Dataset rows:
——

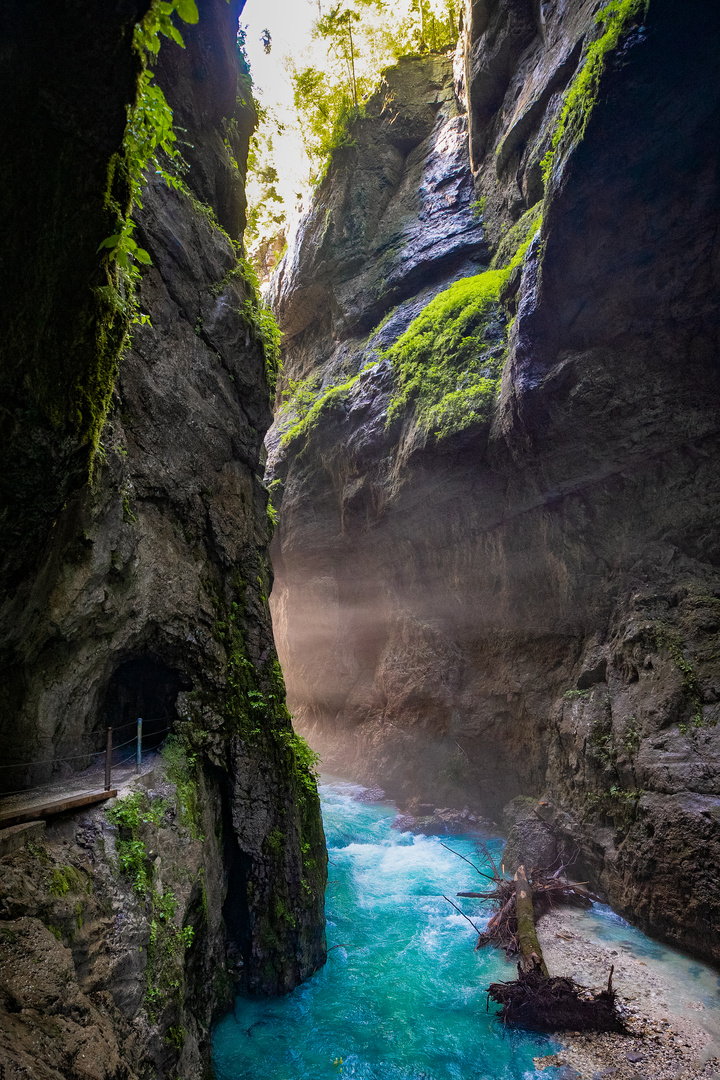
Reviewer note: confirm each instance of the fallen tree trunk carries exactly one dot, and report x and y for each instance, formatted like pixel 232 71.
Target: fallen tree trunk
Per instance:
pixel 531 954
pixel 535 1000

——

Do this:
Reproduce every line of the items above word for word, leaving out the pictures.

Completed task:
Reviewer note: confirm each instance of the fallen tree trunk carries exactly one dot, and report x and y for each instance, formatted like pixel 232 71.
Target: fallen tree trunk
Per instance:
pixel 531 954
pixel 535 1000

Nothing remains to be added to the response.